Extracted data entries
########
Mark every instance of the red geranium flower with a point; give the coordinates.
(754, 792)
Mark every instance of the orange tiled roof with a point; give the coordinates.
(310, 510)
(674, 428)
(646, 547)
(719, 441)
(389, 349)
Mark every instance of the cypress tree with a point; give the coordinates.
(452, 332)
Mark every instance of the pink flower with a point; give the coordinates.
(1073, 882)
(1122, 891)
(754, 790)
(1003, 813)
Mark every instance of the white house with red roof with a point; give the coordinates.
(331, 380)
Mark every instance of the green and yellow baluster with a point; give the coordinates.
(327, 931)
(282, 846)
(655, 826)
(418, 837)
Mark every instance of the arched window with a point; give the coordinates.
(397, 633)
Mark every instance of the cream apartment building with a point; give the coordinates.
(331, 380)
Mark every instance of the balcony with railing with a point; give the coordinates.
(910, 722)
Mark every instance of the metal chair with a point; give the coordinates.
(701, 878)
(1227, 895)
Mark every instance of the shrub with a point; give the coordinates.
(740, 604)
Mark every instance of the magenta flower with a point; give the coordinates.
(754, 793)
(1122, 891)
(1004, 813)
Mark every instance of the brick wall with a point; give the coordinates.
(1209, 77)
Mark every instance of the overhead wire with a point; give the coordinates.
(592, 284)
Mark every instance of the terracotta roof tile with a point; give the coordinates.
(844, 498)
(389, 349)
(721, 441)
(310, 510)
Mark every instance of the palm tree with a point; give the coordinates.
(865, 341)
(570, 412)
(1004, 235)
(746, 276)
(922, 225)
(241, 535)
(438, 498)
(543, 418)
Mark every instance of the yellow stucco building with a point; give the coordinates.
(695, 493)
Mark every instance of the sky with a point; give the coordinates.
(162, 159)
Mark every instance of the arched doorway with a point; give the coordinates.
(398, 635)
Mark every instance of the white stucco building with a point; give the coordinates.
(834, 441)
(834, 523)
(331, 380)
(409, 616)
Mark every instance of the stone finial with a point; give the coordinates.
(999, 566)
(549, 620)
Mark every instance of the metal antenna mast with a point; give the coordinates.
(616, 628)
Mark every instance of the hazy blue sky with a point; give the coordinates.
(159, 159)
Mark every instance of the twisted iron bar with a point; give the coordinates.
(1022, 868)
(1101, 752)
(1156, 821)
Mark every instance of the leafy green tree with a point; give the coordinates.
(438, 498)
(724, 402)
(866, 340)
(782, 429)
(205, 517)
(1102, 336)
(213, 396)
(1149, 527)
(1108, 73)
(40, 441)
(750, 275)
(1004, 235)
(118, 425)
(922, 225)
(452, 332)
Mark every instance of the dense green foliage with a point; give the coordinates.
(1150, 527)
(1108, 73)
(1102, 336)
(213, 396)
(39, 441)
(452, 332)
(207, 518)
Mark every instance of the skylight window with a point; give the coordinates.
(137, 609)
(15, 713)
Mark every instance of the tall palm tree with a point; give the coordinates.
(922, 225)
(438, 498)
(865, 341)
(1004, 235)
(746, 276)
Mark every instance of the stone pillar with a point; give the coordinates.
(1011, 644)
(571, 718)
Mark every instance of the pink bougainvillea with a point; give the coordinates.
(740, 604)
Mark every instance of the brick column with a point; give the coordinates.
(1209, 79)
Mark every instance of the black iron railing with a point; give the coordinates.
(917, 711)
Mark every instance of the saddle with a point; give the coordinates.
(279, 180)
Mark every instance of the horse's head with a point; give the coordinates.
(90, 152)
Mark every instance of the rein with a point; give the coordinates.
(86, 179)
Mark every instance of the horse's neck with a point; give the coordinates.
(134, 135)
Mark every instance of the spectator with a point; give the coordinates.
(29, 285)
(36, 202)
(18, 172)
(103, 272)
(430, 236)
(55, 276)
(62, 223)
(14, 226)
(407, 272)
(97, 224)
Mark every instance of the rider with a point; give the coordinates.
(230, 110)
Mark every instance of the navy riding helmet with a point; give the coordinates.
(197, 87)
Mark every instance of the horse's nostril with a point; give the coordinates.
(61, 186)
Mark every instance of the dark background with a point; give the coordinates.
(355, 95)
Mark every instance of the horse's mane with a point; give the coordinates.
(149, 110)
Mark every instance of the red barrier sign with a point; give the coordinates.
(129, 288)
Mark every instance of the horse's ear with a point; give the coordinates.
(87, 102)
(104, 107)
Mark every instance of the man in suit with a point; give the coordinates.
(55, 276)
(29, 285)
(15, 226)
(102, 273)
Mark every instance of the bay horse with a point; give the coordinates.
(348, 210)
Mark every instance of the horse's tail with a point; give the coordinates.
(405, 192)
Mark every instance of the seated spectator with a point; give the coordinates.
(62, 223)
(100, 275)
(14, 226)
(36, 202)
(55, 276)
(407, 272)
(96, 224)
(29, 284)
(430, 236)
########
What the exercise asks: Restate each entry word for word.

Completed task:
Mark every instance of the red geranium flower with a point; give the coordinates.
(754, 792)
Mark every instance of the orange tiled roof with a point; give the coordinates.
(310, 510)
(674, 428)
(646, 547)
(719, 441)
(389, 349)
Mark every instance of the cypress tree with a point; give the coordinates.
(452, 332)
Mark every instance of the pink flower with a point; give the coordinates.
(1073, 882)
(1122, 891)
(754, 790)
(1003, 813)
Mark every instance of the white house with red roof with a point; give the coordinates.
(331, 380)
Mark every instance of the green and yellow baluster with a point; give the coordinates.
(327, 931)
(282, 846)
(655, 826)
(418, 837)
Mark every instance of the arched window with a point; give the coordinates.
(397, 633)
Mark every instance of the cream apartment building with a point; give the coordinates.
(331, 380)
Mark every instance of the balcony with railing with a point; give the coordinates.
(910, 722)
Mark every instance of the metal chair with a point; give the coordinates.
(701, 878)
(1227, 895)
Mark every instance of the shrub with a point; give the coordinates.
(740, 604)
Mark every instance of the magenta flower with a point; give the coordinates.
(754, 793)
(1122, 891)
(1004, 813)
Mark every instance of the brick wall with a point; give the coordinates.
(1209, 77)
Mark every instance of the overhead wire with a point; give the coordinates.
(592, 284)
Mark every instance of the terracotta roof tile with a point; give the coordinates.
(844, 498)
(389, 349)
(721, 441)
(310, 510)
Mark every instance of the palm tree with a point; give the coordinates.
(865, 341)
(570, 412)
(1004, 235)
(746, 276)
(922, 225)
(241, 535)
(438, 498)
(543, 418)
Mark every instance of the yellow stucco building with a point; give the coordinates.
(695, 493)
Mark every instance of the sky with a point; give the coordinates.
(162, 159)
Mark every instance of the arched doorway with a point; give the coordinates.
(398, 635)
Mark every instance of the white stucco building with a point; give the coordinates.
(834, 441)
(834, 523)
(331, 380)
(409, 616)
Mark every instance of the stone finial with a point; give the coordinates.
(999, 566)
(549, 620)
Mark every instance of the metal antenna mast with a point; give the coordinates.
(616, 628)
Mark every instance of the hazy blue sky with a point; give the coordinates.
(159, 159)
Mark every instance of the twisted iron bar with a point; give the coordinates.
(1022, 868)
(1101, 752)
(1156, 821)
Mark every instance of the leafy green tree with a point; give the coordinates.
(438, 498)
(724, 402)
(866, 340)
(782, 429)
(205, 517)
(1102, 336)
(213, 396)
(1149, 527)
(1108, 73)
(40, 441)
(750, 275)
(1004, 235)
(118, 425)
(922, 225)
(452, 332)
Mark every instance of the dense green foliage with a point; give the coordinates.
(1150, 527)
(1108, 73)
(1102, 336)
(213, 396)
(39, 441)
(452, 332)
(207, 518)
Mark every instance of the skylight window with a point; give the coordinates.
(137, 609)
(15, 713)
Mark every instance of the tall palm tree with a point; give the coordinates.
(922, 225)
(438, 498)
(865, 341)
(1004, 235)
(746, 276)
Mark every instance of the stone pillar with a point; give the coordinates.
(1011, 644)
(571, 718)
Mark every instance of the pink bougainvillea with a point; give the coordinates.
(740, 604)
Mark every instance of the brick column with a point; give the coordinates.
(1209, 79)
Mark every instance of the black iron railing with a point; give the coordinates.
(917, 711)
Mark every instance of the saddle with a point; give the coordinates.
(279, 180)
Mark every instance of the horse's head with a point; give the coordinates.
(90, 152)
Mark every instance of the rein with a point; give the coordinates.
(86, 179)
Mark every instance of the horse's neck with a point; give the coordinates.
(134, 135)
Mark every instance of the spectator with a point; give the coordinates.
(29, 285)
(36, 202)
(18, 172)
(103, 272)
(430, 236)
(55, 276)
(62, 223)
(14, 226)
(407, 272)
(97, 224)
Mark every instance of the rider with a point; give the coordinates.
(230, 110)
Mark every instance of the navy riding helmet with a point; give the coordinates.
(197, 87)
Mark every instance of the horse's nostril with a point; give the coordinates.
(61, 186)
Mark every instance of the dark background with a point; give the coordinates.
(355, 95)
Mark every instance of the horse's mane with a point; give the coordinates.
(149, 110)
Mark every instance of the red barrier sign with a point; give the coordinates.
(129, 288)
Mark every instance of the horse's ear with a point; give the coordinates.
(87, 102)
(104, 107)
Mark every instance of the man in suit with a point; give the coordinates.
(55, 276)
(29, 285)
(15, 226)
(102, 273)
Mark every instance of the bay horse with a point; give the coordinates.
(348, 210)
Mark every instance of the horse's tail with a point; give the coordinates.
(405, 192)
Mark every instance of the seated spectator with a point; give the coordinates.
(62, 223)
(100, 275)
(14, 226)
(36, 202)
(55, 276)
(407, 272)
(96, 224)
(29, 284)
(430, 236)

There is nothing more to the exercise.